- _Aim of the task_:
Return each line in the listing below that contains the string "brick", copied in full.

- _Record list_:

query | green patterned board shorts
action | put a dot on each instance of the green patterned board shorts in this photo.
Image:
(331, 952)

==

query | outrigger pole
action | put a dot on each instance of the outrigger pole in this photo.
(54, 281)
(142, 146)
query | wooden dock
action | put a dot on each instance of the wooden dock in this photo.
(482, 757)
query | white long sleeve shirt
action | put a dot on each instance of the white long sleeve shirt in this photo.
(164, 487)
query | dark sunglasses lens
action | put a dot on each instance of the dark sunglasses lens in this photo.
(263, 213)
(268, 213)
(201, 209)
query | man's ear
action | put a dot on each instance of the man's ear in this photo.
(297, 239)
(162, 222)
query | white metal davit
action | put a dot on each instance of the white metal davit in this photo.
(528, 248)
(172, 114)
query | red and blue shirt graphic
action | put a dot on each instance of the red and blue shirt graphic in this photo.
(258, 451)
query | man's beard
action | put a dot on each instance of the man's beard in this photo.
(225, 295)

==

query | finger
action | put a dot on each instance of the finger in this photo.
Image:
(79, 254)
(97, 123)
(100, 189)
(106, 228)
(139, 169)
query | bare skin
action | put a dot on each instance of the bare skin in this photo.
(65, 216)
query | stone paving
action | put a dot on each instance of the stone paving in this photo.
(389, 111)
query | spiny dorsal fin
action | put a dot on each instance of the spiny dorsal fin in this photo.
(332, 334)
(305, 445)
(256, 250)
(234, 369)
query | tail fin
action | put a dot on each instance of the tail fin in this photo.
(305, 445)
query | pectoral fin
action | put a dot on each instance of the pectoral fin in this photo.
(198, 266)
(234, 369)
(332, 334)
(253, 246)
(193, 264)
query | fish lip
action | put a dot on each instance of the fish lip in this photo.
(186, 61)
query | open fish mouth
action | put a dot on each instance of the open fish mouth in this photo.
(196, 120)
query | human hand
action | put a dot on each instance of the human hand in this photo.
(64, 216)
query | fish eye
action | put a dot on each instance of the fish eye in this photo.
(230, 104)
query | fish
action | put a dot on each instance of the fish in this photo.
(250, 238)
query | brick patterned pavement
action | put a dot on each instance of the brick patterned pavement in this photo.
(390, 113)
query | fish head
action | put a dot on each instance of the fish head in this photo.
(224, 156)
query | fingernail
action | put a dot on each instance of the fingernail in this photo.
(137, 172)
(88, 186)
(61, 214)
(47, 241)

- _Final answer_:
query | brick patterned pavement
action | put a dot on each instance of the brick patterned pavement in this photo.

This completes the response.